Rewrite the records below with "drops one marker" changed to "places one marker" wherever it occurs, keeping everything else the same and leaving the pictures out.

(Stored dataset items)
------

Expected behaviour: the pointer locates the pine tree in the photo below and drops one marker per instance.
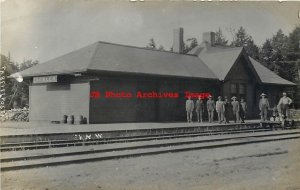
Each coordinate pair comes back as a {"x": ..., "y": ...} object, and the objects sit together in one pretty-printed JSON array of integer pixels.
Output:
[
  {"x": 220, "y": 38},
  {"x": 190, "y": 44},
  {"x": 242, "y": 39}
]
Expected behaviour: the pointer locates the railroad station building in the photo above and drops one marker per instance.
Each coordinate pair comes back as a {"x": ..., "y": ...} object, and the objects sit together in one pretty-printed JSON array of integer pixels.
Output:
[{"x": 63, "y": 85}]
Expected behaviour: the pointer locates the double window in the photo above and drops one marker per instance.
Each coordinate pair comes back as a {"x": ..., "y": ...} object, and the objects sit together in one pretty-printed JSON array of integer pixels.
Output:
[{"x": 238, "y": 89}]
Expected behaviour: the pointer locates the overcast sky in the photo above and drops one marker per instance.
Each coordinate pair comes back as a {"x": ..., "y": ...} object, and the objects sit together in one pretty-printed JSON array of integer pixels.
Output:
[{"x": 44, "y": 29}]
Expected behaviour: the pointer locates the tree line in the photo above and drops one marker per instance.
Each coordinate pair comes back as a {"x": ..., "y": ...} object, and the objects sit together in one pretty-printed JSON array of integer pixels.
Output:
[
  {"x": 280, "y": 53},
  {"x": 15, "y": 94}
]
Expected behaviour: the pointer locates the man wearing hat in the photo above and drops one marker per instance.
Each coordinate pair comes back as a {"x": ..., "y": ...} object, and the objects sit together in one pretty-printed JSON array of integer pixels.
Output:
[
  {"x": 220, "y": 107},
  {"x": 227, "y": 109},
  {"x": 199, "y": 109},
  {"x": 189, "y": 106},
  {"x": 243, "y": 110},
  {"x": 235, "y": 109},
  {"x": 210, "y": 108},
  {"x": 283, "y": 104},
  {"x": 263, "y": 107}
]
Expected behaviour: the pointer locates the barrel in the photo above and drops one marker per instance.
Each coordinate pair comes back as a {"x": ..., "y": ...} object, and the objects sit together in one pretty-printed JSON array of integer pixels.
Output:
[
  {"x": 70, "y": 119},
  {"x": 64, "y": 119},
  {"x": 78, "y": 120}
]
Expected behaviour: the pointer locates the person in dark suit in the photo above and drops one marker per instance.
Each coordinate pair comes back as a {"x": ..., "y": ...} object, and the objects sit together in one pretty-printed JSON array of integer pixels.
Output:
[
  {"x": 264, "y": 106},
  {"x": 235, "y": 109},
  {"x": 189, "y": 106},
  {"x": 227, "y": 106},
  {"x": 199, "y": 109},
  {"x": 210, "y": 108},
  {"x": 243, "y": 110}
]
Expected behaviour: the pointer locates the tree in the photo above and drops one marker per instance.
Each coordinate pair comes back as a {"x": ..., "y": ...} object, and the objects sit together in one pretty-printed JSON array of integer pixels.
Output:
[
  {"x": 220, "y": 38},
  {"x": 15, "y": 91},
  {"x": 242, "y": 39},
  {"x": 189, "y": 45}
]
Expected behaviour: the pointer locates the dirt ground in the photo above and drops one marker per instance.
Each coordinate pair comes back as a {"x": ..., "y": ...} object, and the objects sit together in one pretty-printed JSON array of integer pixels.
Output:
[{"x": 273, "y": 165}]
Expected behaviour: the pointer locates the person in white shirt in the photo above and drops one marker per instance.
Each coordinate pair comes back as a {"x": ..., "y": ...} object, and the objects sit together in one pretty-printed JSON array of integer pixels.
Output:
[{"x": 283, "y": 104}]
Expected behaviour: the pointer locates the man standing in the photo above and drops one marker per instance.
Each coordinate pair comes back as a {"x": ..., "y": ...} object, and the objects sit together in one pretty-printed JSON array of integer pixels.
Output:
[
  {"x": 263, "y": 107},
  {"x": 243, "y": 110},
  {"x": 199, "y": 109},
  {"x": 283, "y": 104},
  {"x": 189, "y": 106},
  {"x": 210, "y": 108},
  {"x": 235, "y": 109},
  {"x": 220, "y": 107},
  {"x": 227, "y": 109}
]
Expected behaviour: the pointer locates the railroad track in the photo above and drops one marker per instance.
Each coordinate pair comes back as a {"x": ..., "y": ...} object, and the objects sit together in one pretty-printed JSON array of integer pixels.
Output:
[
  {"x": 67, "y": 143},
  {"x": 16, "y": 160}
]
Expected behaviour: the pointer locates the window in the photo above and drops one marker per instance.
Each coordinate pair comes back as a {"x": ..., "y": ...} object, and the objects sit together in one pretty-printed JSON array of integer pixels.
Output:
[
  {"x": 233, "y": 88},
  {"x": 242, "y": 89}
]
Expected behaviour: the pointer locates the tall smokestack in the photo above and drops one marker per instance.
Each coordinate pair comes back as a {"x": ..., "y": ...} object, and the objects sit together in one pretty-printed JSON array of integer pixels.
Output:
[
  {"x": 178, "y": 40},
  {"x": 209, "y": 37}
]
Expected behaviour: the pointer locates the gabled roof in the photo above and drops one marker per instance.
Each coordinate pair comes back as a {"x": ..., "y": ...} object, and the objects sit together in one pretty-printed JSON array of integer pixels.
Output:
[
  {"x": 267, "y": 76},
  {"x": 221, "y": 59},
  {"x": 218, "y": 59},
  {"x": 108, "y": 57}
]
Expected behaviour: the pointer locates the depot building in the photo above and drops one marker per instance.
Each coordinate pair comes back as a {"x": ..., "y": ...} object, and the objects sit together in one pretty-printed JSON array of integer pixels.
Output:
[{"x": 76, "y": 83}]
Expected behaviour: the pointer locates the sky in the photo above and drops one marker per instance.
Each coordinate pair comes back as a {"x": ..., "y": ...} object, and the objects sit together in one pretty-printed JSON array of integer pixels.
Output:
[{"x": 44, "y": 29}]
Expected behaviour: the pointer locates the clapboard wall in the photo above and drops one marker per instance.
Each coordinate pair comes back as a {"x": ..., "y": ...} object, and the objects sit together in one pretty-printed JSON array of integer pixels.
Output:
[{"x": 49, "y": 102}]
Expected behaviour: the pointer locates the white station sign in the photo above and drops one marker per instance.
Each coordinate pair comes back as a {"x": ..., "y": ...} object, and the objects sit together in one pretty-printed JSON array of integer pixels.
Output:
[{"x": 45, "y": 79}]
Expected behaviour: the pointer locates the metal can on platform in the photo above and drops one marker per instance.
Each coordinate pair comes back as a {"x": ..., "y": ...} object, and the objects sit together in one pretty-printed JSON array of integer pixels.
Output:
[{"x": 70, "y": 119}]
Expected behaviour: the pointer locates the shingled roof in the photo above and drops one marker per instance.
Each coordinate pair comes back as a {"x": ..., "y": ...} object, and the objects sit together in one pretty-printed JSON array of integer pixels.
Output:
[
  {"x": 218, "y": 59},
  {"x": 267, "y": 76},
  {"x": 108, "y": 57},
  {"x": 221, "y": 59}
]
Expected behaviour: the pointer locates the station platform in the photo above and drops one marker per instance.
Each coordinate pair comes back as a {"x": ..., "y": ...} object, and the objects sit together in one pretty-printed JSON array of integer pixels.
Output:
[
  {"x": 30, "y": 128},
  {"x": 15, "y": 132}
]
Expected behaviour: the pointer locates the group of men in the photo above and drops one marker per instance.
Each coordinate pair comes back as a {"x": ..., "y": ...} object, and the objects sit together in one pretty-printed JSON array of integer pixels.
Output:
[
  {"x": 223, "y": 109},
  {"x": 281, "y": 109},
  {"x": 237, "y": 108}
]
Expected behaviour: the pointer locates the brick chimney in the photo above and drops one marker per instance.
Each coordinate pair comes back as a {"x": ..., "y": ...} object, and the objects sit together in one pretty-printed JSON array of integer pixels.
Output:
[
  {"x": 178, "y": 40},
  {"x": 209, "y": 37}
]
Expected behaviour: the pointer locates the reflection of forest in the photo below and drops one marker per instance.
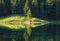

------

§ The completed task:
Expected behaviour: the pointer locates the pine tree in the photo below and places one marker per instance.
Each coordinate pair comes back as a {"x": ..., "y": ...} object, and the objects sit together in one pretty-printed JSON array of integer pixels.
Output:
[
  {"x": 220, "y": 38},
  {"x": 190, "y": 44},
  {"x": 242, "y": 39}
]
Expected behaviour: the pointer locates the railroad station building in the photo above and places one marker per instance.
Each coordinate pair comes back as a {"x": ..., "y": ...} object, and the objects sit together in one pretty-printed JSON array of integer pixels.
Output:
[{"x": 63, "y": 85}]
Expected behaviour: the pointer locates the double window in the photo above and places one marker per instance.
Each coordinate pair comes back as a {"x": ..., "y": ...} object, and the objects sit together in one pretty-printed JSON array of integer pixels.
Output:
[{"x": 238, "y": 89}]
Expected behaviour: the pointer locates the overcast sky in the photo above and places one marker per instance.
Each coordinate pair comes back as a {"x": ..., "y": ...} object, and the objects sit together in one pretty-printed JSON array of integer pixels.
Output:
[{"x": 44, "y": 29}]
Expected behaviour: the pointer locates the tree line in the photo above and places one marker per instance.
Each coordinate pair comes back as a {"x": ..., "y": ...} object, and the objects sit together in one pretty-printed JSON array of integer pixels.
Output:
[
  {"x": 280, "y": 53},
  {"x": 15, "y": 94}
]
Expected behaviour: the pointer locates the man wearing hat in the photo above and places one marker per instance.
Each coordinate pair comes back as a {"x": ..., "y": ...} object, and the objects sit together in one pretty-printed JSON array of integer pixels.
Output:
[
  {"x": 220, "y": 107},
  {"x": 227, "y": 109},
  {"x": 199, "y": 109},
  {"x": 189, "y": 106},
  {"x": 243, "y": 110},
  {"x": 235, "y": 109},
  {"x": 210, "y": 108},
  {"x": 283, "y": 104},
  {"x": 263, "y": 107}
]
Expected behaviour: the pointer locates the barrel in the photo above and places one marker per instance.
Each coordinate pair comes back as a {"x": ..., "y": ...} object, and the objects sit together in one pretty-printed JSON array of integer pixels.
Output:
[
  {"x": 70, "y": 119},
  {"x": 64, "y": 119},
  {"x": 78, "y": 120}
]
Expected behaviour: the pointer locates the person in dark suit in the photo above and places one marker per instance.
Each coordinate pair comes back as a {"x": ..., "y": ...} object, and the objects sit together in one pretty-printed JSON array of integer pixels.
Output:
[
  {"x": 264, "y": 106},
  {"x": 235, "y": 109},
  {"x": 189, "y": 106},
  {"x": 227, "y": 106},
  {"x": 199, "y": 109},
  {"x": 210, "y": 108},
  {"x": 243, "y": 110}
]
Expected behaviour: the pointer locates the tree in the photo above and places one marker per instance.
Each coordinate pair comes back as a {"x": ..., "y": ...} object, and the objects sit together in one pretty-printed JSON array of integer pixels.
Output:
[
  {"x": 220, "y": 38},
  {"x": 15, "y": 91},
  {"x": 242, "y": 39},
  {"x": 189, "y": 45}
]
Expected behaviour: the pointer locates the dirt ground in the photo above and places one marker per instance.
Each coordinate pair comes back as a {"x": ..., "y": ...} object, and the objects sit together in one pretty-printed JSON array of integer pixels.
Output:
[{"x": 273, "y": 165}]
Expected behaviour: the pointer locates the person in white shirt in the photo above and places one marker per instance.
Each coordinate pair comes back as a {"x": ..., "y": ...} object, and the objects sit together in one pretty-printed JSON array of integer pixels.
Output:
[{"x": 283, "y": 104}]
Expected behaviour: the pointer locates the man standing in the photo above and places one marker per instance.
Each coordinate pair comes back as a {"x": ..., "y": ...} object, and the objects sit together in one pretty-printed JSON array of integer pixels.
Output:
[
  {"x": 263, "y": 107},
  {"x": 243, "y": 110},
  {"x": 199, "y": 109},
  {"x": 283, "y": 104},
  {"x": 189, "y": 106},
  {"x": 210, "y": 108},
  {"x": 235, "y": 109},
  {"x": 220, "y": 107},
  {"x": 227, "y": 109}
]
Expected behaviour: the pointer locates the railroad track in the photo above and places one marker per instance.
Each coordinate pair comes back as a {"x": ..., "y": ...} object, and the objects sit together in one pretty-printed JSON array of integer pixels.
Output:
[
  {"x": 67, "y": 143},
  {"x": 16, "y": 160}
]
Expected behaviour: the pointer locates the window in the photo above and places one marker per instance.
Each coordinate pair comes back as a {"x": ..., "y": ...} object, and the objects sit together in one pretty-printed JSON array of integer pixels.
Output:
[
  {"x": 233, "y": 88},
  {"x": 242, "y": 89}
]
Expected behaviour: the pointer locates the tall smokestack in the photo above and places one marker per instance.
Each coordinate pair comes back as a {"x": ..., "y": ...} object, and the objects sit together in one pretty-printed JSON array of integer pixels.
Output:
[
  {"x": 178, "y": 40},
  {"x": 209, "y": 37}
]
Expected behaviour: the pointer locates the gabled roof in the photo above and places one marker per instance.
Each coordinate pair comes back as a {"x": ..., "y": ...} object, and the objects sit together in one pretty-printed JSON array of integer pixels.
Output:
[
  {"x": 267, "y": 76},
  {"x": 221, "y": 59},
  {"x": 218, "y": 59},
  {"x": 108, "y": 57}
]
Expected behaviour: the pointer locates the depot building in the photo above and places one marker per instance.
Each coordinate pair comes back as a {"x": ..., "y": ...} object, and the objects sit together in one pretty-printed JSON array of integer pixels.
Output:
[{"x": 76, "y": 83}]
Expected behaviour: the pointer locates the sky in the photo above and places one marker per instance.
Each coordinate pair comes back as a {"x": ..., "y": ...} object, and the objects sit together in one pretty-printed JSON array of integer pixels.
Output:
[{"x": 44, "y": 29}]
Expected behaviour: the pointer locates the clapboard wall in the photo above and places one marker per instance.
Each coordinate pair comes back as a {"x": ..., "y": ...} object, and the objects sit together in one pretty-printed JSON array of integer pixels.
Output:
[{"x": 49, "y": 102}]
Expected behaviour: the pointer locates the white station sign in the photo above and places one marker per instance.
Each coordinate pair comes back as a {"x": ..., "y": ...} object, and the objects sit together in one pretty-printed JSON array of integer pixels.
Output:
[{"x": 45, "y": 79}]
Expected behaviour: the pointer locates the metal can on platform in the photo above and places one marker per instance.
Each coordinate pair comes back as a {"x": ..., "y": ...} object, and the objects sit together in one pretty-printed JSON array of integer pixels.
Output:
[{"x": 70, "y": 119}]
Expected behaviour: the pointer locates the shingled roof in the photo above and places one marker per instance.
Each coordinate pair comes back as a {"x": ..., "y": ...} object, and the objects sit together in one pretty-printed JSON array of integer pixels.
Output:
[
  {"x": 218, "y": 59},
  {"x": 267, "y": 76},
  {"x": 108, "y": 57},
  {"x": 221, "y": 59}
]
Expected behaviour: the pointer locates the station platform in the photo above and places one marker per instance.
Each coordinate pair comes back as a {"x": ..., "y": ...} object, and the objects sit together in one pretty-printed JSON array of integer pixels.
Output:
[
  {"x": 30, "y": 128},
  {"x": 15, "y": 132}
]
Expected behaviour: the pointer locates the group of men in the photo above and places one marker per instance.
Each coordinate pair comes back as a {"x": ..., "y": ...} object, and the objects sit together in one pretty-printed JSON array of integer pixels.
Output:
[
  {"x": 223, "y": 109},
  {"x": 281, "y": 109},
  {"x": 237, "y": 108}
]
Expected behaviour: the pointer locates the brick chimney in the photo above and places one marker per instance.
Each coordinate pair comes back as a {"x": ..., "y": ...} object, and the objects sit together in one pretty-printed JSON array of integer pixels.
Output:
[
  {"x": 178, "y": 40},
  {"x": 209, "y": 37}
]
Expected behaviour: the pointer locates the reflection of forest in the photo below and places one marker per instance.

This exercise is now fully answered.